Start of RECORDS SUPPLIED

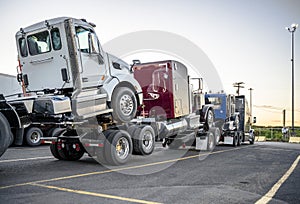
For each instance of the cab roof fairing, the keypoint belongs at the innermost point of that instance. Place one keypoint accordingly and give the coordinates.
(43, 24)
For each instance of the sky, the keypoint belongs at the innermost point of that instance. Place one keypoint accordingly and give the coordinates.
(246, 41)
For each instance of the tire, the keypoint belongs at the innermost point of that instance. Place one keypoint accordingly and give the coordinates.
(34, 136)
(118, 147)
(174, 143)
(55, 145)
(239, 139)
(252, 140)
(143, 140)
(5, 134)
(217, 135)
(132, 129)
(100, 152)
(209, 120)
(124, 104)
(71, 151)
(211, 141)
(235, 139)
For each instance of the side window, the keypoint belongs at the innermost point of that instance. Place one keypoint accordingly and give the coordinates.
(87, 40)
(94, 44)
(56, 40)
(83, 37)
(23, 47)
(39, 43)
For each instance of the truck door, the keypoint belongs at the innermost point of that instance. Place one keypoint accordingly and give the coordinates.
(92, 64)
(41, 55)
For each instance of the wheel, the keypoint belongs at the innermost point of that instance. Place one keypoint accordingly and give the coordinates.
(210, 141)
(239, 139)
(5, 134)
(143, 140)
(34, 136)
(118, 147)
(173, 143)
(235, 139)
(100, 152)
(124, 104)
(252, 140)
(209, 121)
(72, 151)
(217, 135)
(55, 145)
(132, 129)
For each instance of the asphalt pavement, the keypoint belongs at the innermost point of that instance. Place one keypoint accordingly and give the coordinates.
(263, 172)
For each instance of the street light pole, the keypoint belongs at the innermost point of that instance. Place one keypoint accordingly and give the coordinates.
(250, 106)
(292, 30)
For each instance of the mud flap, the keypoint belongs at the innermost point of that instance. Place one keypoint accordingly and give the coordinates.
(19, 134)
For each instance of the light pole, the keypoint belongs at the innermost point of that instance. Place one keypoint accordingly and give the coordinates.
(238, 85)
(250, 106)
(292, 30)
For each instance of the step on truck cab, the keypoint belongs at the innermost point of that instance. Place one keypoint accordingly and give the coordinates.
(69, 80)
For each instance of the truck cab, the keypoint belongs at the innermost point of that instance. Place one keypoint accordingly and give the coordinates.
(64, 55)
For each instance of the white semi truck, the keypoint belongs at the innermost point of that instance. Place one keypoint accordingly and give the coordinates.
(90, 101)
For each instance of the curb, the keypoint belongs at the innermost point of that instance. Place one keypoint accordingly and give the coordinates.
(294, 140)
(260, 139)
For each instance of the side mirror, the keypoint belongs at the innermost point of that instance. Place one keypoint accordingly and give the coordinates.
(25, 79)
(19, 77)
(64, 75)
(116, 65)
(94, 48)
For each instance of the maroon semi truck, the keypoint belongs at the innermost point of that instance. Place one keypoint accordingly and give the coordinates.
(174, 105)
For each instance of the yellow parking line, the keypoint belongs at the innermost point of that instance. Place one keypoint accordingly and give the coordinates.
(25, 159)
(268, 196)
(122, 169)
(95, 194)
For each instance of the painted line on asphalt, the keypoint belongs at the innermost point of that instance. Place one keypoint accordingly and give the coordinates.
(123, 168)
(269, 195)
(25, 159)
(95, 194)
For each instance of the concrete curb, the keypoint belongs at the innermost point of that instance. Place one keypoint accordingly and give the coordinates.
(294, 140)
(260, 138)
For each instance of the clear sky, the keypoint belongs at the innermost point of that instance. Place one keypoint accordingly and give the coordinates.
(245, 40)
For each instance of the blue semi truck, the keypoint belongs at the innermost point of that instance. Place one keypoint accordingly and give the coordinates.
(232, 116)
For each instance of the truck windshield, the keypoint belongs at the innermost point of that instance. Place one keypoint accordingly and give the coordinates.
(39, 43)
(83, 37)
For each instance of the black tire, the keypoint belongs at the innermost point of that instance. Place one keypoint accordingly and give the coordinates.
(118, 147)
(235, 139)
(174, 143)
(132, 129)
(239, 139)
(33, 136)
(211, 141)
(71, 151)
(55, 145)
(5, 134)
(252, 140)
(124, 104)
(209, 120)
(100, 152)
(143, 140)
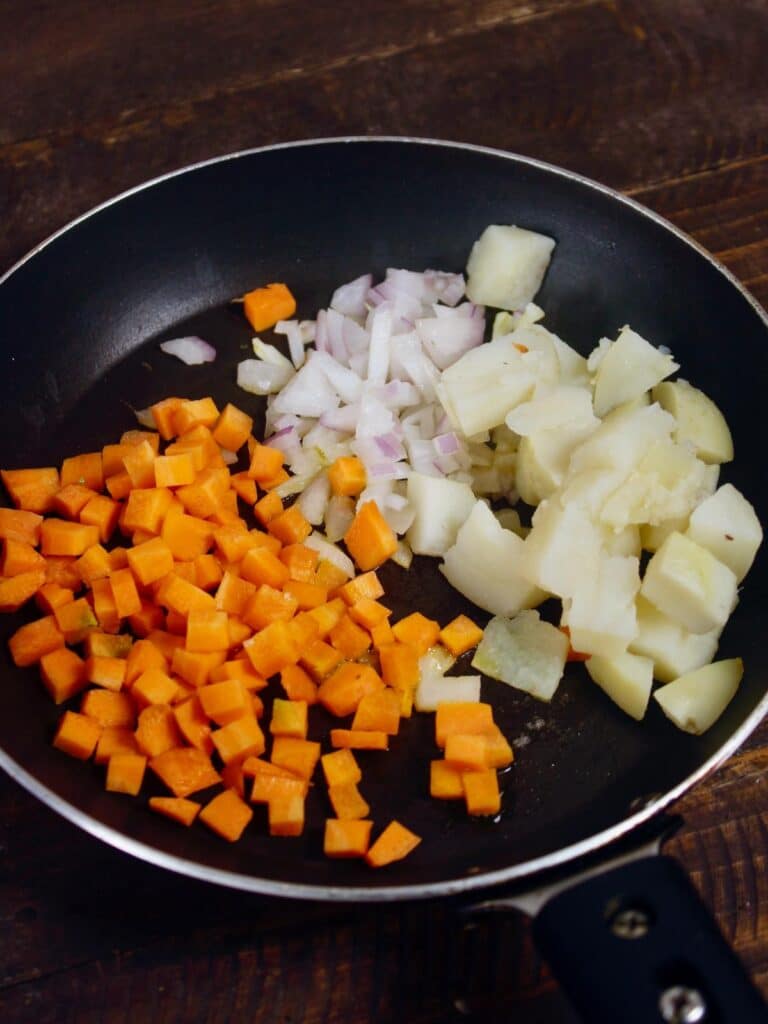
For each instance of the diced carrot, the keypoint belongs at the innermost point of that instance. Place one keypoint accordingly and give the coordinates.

End of RECORDS SUPPLIED

> **GOAL**: Type out every line above again, word for word, but leave out the pictures.

> **TASK ANSWER**:
For each instance of the cab roof fairing, the keypoint belongs at the innermost point of that instance. Place one keypoint accordingly and give the coordinates.
(43, 24)
For each instance of the sky, the keypoint belongs at the innermost point of that instance. Place one keypoint accordingly and give the coordinates.
(246, 41)
For each instance of the tire, the keypoint belongs at the innermost point of that instance. Place one keypoint accordingly and give the coordinates.
(34, 136)
(118, 147)
(174, 143)
(55, 145)
(239, 139)
(252, 140)
(143, 140)
(5, 134)
(217, 135)
(132, 129)
(100, 152)
(209, 120)
(124, 104)
(71, 151)
(211, 141)
(235, 139)
For each instance of the side window, the keypoint belongs at the innermost point of that instance. Place one keypoint accordingly and give the coordinates.
(87, 40)
(94, 44)
(56, 40)
(83, 37)
(23, 47)
(39, 43)
For each instance of the truck door, the keypoint belongs at the innermost point of that instance. Place one keypoint accordingly and give the coordinates.
(92, 64)
(41, 55)
For each instance of the wheel, the keypoint belongs at the innermost point of that instance. Place one keypoint accordingly and give the coordinates.
(210, 141)
(239, 139)
(5, 134)
(143, 140)
(34, 136)
(118, 147)
(173, 143)
(235, 139)
(100, 152)
(124, 104)
(252, 140)
(209, 121)
(72, 151)
(217, 135)
(55, 145)
(132, 129)
For each instance of the asphalt pavement, the keypoint belongs at the innermost point of that instance. Place one keypoint accordingly and give the coordinates.
(263, 172)
For each instance of the street light pole, the keypoint belongs at the innermost point of that instance. Place one keypoint accordingly and give the coordinates.
(250, 106)
(292, 30)
For each instance of the mud flap, the keypoint belongs at the innermost point of that instance. Place one keypoint accordingly and give the coordinates.
(19, 134)
For each instance of the light pole, the keypoint belongs at the innermost point of that instance. Place one keypoint accordingly and give the coordinates.
(238, 85)
(250, 106)
(292, 30)
For each instance of the step on truck cab, the keypoint belongs at the innermost point of that instance. Place one keypoint accordingly and give the coordinates.
(69, 80)
For each instance of the truck cab, the keypoint belongs at the innermost point of that instance. Place one keypoint accordingly and give the coordinates.
(64, 55)
For each instance of the white semi truck, the keypoint belongs at the innermost point of that instance. Place one keypoint accordingly and give the coordinates.
(90, 101)
For each instance of the curb, the keypoint belongs at the innermost point of that instance. Place one keypoint accordingly and give the coordinates.
(294, 140)
(260, 139)
For each instance of the side mirror, the keypoint belongs at the innermost point of that instance. Place one keypoint accordingly and give the coordinates.
(25, 79)
(19, 77)
(64, 75)
(116, 65)
(94, 48)
For each instance of the maroon semi truck, the keypoint belongs at the innermost point of that instance. Place one keypoint accordingly and give the coordinates.
(174, 105)
For each instance of the yellow parking line, the keypoint belongs at the innermost point of that instance. Place one keypoint accordingly and give the coordinates.
(25, 159)
(268, 196)
(122, 169)
(95, 194)
For each instance of the painted line on asphalt, the keypoint belongs at the innermost point of that instance. Place one keypoint accordingly and give the coordinates.
(123, 168)
(269, 195)
(25, 159)
(95, 194)
For each instance of the concrete curb, the keypoint belongs at the innermost point of that instance. Place one keypoint accordingly and give the coordinates.
(294, 140)
(260, 138)
For each instance of the clear sky, the keypoint belongs at the innermost point of that instance. Place one keypoint accordingly and give the coordinates.
(245, 40)
For each instance of the blue semi truck, the keypoint belongs at the innermost point of that instance. Place one keypoint accordingly and give the coordinates.
(232, 116)
For each instance of the truck windshield, the keypoint belongs at the innermost point of that instance. Place one keypoint accordingly and give the coordinates.
(39, 43)
(83, 37)
For each instance of the black tire, the keypoint belongs at the innermost point of that instance. Place one keypoint accordingly and give the coordinates.
(118, 147)
(235, 139)
(174, 143)
(132, 129)
(239, 139)
(33, 136)
(211, 141)
(71, 151)
(55, 145)
(5, 134)
(252, 140)
(124, 104)
(209, 120)
(100, 152)
(143, 140)
For each instance of the diced carrot, the keypoint belongs at the innermost point of that instance. Place one keypoint accordingly and give the coordinates.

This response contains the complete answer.